→ Exercise brief: Please find each line in the material below that contains the word "foreground" and copy those lines out.

· · · · · · ·

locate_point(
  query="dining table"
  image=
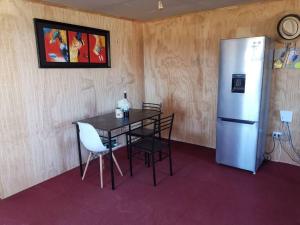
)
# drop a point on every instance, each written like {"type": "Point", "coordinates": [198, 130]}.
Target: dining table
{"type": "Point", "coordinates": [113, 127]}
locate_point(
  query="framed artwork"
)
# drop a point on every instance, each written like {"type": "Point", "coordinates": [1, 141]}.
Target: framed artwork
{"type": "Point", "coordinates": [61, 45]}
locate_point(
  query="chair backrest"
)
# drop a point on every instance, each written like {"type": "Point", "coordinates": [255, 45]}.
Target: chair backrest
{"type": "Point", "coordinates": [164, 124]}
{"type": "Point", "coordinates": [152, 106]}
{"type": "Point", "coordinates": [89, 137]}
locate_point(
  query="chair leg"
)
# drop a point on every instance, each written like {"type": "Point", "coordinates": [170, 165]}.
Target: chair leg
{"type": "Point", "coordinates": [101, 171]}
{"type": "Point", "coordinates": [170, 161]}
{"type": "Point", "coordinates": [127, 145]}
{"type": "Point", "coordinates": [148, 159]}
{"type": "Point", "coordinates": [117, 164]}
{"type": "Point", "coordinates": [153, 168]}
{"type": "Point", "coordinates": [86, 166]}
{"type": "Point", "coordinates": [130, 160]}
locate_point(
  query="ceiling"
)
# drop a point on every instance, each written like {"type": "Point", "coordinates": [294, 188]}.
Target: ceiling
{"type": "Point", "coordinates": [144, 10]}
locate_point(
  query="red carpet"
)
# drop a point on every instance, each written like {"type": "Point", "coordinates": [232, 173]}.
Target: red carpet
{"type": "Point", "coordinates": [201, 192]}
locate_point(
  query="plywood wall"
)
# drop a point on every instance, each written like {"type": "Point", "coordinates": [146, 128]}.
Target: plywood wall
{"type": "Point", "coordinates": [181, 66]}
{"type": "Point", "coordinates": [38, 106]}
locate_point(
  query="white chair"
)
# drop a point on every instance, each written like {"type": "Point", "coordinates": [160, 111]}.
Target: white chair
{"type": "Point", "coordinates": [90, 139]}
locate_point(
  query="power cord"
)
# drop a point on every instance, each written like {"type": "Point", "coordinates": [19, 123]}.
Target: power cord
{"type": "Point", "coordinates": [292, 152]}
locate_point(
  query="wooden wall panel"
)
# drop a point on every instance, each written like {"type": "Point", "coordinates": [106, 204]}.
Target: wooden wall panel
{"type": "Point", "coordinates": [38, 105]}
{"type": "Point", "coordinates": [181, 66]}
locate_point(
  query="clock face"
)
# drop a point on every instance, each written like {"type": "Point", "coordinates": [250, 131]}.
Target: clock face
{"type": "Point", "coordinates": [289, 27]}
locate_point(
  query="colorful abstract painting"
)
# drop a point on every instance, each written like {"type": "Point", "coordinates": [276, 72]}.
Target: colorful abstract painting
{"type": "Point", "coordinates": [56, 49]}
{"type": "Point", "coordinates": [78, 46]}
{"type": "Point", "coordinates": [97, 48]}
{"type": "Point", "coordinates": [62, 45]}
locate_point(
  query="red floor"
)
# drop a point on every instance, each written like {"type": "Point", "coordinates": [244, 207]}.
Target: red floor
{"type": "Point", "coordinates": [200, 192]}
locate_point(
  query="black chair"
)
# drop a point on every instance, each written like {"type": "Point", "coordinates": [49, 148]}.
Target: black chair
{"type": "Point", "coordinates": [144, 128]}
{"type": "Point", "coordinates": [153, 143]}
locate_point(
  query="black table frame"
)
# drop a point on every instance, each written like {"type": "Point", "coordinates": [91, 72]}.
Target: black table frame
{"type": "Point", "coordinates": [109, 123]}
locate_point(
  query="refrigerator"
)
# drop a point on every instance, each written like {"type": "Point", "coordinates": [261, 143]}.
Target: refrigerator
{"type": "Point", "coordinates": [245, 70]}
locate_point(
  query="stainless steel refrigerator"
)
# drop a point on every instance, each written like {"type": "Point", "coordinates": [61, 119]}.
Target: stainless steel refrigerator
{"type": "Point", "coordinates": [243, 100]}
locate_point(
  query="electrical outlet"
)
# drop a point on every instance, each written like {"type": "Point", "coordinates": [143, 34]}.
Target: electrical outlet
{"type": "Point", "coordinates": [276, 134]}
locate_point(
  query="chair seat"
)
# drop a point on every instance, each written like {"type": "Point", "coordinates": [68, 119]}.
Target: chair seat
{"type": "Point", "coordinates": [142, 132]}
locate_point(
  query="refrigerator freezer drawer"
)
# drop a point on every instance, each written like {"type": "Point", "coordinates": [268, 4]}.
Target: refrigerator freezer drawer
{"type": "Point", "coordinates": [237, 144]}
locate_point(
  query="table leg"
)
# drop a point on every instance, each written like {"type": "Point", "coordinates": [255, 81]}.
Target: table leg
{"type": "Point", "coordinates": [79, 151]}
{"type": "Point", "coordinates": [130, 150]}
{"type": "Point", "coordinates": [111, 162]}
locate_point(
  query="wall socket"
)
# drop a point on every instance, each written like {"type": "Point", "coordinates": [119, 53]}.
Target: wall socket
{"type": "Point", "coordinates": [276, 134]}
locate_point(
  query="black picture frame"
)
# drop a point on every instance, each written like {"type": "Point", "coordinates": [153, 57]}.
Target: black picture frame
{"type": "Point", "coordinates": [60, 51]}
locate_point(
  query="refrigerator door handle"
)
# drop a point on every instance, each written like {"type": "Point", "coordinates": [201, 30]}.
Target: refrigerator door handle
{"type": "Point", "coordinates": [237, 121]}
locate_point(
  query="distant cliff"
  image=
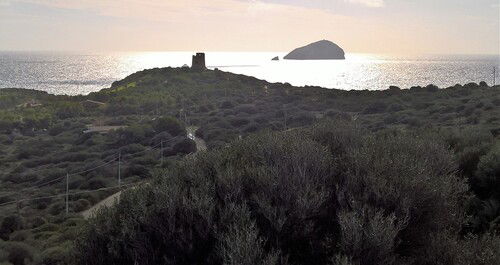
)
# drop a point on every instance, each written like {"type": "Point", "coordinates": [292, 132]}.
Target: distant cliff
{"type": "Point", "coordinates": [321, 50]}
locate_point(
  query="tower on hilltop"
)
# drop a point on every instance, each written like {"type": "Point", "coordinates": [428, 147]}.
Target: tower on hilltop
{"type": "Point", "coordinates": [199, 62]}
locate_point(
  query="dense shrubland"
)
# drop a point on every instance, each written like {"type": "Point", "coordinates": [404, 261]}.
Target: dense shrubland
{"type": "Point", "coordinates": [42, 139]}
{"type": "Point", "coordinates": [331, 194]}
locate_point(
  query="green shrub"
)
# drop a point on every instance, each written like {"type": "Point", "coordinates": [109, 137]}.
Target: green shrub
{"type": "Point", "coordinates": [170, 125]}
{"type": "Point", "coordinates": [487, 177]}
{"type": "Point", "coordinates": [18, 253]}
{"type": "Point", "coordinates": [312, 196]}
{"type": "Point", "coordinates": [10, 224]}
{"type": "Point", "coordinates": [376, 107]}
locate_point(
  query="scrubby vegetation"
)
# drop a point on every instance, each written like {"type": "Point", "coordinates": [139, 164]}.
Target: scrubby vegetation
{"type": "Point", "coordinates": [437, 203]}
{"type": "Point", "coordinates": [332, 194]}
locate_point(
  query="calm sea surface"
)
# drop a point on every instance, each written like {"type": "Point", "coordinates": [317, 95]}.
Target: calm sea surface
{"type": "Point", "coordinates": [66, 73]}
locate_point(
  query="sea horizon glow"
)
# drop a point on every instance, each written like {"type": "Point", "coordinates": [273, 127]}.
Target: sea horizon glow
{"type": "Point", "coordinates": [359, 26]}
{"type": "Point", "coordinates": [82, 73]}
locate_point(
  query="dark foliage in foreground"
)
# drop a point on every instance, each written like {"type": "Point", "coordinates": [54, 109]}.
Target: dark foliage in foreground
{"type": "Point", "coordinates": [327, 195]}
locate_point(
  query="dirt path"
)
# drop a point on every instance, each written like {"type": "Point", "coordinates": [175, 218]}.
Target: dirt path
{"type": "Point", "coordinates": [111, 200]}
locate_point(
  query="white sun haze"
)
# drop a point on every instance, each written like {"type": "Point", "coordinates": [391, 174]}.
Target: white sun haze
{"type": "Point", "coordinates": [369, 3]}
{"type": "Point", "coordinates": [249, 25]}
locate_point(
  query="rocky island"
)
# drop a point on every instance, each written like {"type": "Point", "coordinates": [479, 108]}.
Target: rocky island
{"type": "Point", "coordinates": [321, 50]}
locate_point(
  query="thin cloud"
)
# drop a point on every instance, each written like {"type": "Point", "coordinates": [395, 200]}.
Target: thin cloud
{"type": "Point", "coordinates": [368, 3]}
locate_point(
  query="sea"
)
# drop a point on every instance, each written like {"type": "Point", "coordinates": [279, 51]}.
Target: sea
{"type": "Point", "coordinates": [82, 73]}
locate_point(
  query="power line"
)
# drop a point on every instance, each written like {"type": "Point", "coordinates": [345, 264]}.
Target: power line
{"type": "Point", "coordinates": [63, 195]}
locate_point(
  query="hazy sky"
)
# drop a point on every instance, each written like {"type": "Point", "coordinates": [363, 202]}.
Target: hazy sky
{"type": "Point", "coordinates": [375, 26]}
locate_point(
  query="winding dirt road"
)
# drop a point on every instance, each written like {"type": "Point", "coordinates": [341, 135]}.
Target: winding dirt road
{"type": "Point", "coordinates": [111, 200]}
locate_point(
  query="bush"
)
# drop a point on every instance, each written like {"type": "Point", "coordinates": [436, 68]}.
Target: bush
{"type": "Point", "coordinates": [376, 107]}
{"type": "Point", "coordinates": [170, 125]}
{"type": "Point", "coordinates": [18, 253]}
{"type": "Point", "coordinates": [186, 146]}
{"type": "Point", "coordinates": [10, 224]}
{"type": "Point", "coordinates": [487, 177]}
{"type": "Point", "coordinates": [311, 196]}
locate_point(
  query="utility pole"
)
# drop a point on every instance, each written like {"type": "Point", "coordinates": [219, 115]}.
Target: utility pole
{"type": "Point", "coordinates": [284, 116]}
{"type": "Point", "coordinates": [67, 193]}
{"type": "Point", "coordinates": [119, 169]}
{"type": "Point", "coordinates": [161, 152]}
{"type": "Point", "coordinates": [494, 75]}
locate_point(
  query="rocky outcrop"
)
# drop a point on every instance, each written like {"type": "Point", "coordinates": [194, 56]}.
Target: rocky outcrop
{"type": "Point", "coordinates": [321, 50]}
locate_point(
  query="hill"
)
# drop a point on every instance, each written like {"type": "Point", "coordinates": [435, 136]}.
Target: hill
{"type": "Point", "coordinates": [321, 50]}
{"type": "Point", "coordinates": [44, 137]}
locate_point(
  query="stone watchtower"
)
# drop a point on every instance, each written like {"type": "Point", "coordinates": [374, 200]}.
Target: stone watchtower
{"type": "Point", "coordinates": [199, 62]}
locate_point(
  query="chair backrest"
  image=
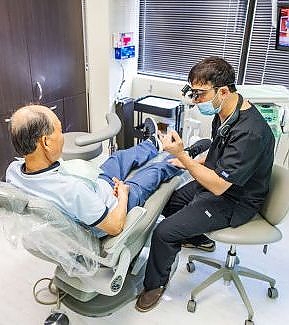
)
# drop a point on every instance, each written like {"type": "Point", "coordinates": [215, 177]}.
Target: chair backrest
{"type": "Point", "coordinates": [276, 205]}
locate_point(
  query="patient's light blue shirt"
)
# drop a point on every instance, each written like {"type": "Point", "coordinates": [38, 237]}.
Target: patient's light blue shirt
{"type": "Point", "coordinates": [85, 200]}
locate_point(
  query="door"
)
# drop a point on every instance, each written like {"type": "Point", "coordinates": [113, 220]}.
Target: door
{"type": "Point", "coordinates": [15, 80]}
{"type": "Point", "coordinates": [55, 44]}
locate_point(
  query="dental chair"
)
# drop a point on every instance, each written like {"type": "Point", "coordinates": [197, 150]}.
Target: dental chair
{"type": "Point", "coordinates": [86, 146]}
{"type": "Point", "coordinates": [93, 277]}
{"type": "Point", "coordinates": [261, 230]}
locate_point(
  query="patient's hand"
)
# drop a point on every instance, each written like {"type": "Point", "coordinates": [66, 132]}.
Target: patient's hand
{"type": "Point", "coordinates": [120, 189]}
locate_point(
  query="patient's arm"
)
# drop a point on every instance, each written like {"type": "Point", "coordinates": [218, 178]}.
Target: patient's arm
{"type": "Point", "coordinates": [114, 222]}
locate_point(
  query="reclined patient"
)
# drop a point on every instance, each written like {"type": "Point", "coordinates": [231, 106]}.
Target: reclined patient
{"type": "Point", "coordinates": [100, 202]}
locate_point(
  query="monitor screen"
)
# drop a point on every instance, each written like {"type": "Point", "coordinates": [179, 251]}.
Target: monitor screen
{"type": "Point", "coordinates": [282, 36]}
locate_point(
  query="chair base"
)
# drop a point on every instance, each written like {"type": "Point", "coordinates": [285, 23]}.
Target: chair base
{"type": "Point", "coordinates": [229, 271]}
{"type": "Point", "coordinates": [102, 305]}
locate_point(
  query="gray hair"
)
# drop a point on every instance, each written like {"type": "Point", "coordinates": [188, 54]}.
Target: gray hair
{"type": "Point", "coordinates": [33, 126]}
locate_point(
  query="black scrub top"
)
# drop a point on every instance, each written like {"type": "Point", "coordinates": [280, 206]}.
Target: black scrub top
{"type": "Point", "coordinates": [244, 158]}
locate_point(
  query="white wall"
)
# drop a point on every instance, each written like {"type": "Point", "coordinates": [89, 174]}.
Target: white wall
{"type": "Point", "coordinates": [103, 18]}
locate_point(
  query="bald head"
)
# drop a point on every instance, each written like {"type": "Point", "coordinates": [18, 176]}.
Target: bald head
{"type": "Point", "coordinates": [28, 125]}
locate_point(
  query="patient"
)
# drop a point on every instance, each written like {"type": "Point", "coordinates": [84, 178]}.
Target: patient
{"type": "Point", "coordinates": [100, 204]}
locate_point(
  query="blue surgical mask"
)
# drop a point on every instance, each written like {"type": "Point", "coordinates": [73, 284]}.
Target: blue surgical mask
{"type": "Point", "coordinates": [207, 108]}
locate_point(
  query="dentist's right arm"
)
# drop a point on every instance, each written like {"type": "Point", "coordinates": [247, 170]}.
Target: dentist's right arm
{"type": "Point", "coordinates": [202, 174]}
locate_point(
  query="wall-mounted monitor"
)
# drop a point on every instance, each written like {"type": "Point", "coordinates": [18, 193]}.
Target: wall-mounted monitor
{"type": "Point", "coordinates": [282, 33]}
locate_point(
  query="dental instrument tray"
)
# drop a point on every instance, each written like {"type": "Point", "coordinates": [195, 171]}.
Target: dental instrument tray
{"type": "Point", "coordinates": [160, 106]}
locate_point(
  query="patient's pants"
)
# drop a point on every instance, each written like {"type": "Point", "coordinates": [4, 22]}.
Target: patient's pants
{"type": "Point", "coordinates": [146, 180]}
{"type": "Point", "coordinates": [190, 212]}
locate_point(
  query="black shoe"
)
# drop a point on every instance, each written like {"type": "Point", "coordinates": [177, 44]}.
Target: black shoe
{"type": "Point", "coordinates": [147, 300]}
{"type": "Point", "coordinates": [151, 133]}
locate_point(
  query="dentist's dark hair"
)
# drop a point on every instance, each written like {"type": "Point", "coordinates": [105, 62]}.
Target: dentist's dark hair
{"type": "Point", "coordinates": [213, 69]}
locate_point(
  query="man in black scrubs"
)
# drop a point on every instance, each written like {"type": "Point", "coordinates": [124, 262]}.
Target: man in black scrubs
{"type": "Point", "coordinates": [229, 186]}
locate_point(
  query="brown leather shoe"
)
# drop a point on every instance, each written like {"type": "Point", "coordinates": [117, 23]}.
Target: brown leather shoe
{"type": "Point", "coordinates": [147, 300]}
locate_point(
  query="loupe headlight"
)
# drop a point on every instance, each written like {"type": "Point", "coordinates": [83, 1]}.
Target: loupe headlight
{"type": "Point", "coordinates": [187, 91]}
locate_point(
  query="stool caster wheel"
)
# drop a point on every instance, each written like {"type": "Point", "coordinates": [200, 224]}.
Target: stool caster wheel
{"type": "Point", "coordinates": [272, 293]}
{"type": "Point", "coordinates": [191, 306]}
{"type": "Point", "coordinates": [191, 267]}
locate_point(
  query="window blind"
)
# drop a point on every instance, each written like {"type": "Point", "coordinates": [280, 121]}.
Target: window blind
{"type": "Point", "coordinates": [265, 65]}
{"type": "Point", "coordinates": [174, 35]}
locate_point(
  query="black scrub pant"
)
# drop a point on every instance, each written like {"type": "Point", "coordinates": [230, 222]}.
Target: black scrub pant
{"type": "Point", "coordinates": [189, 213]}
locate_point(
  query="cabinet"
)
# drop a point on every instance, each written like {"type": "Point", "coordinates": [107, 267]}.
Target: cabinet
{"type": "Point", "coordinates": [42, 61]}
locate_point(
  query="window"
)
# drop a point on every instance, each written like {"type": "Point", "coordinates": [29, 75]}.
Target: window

· · · · · · ·

→ Reply to the exercise:
  query="dark foliage in foreground"
Target: dark foliage in foreground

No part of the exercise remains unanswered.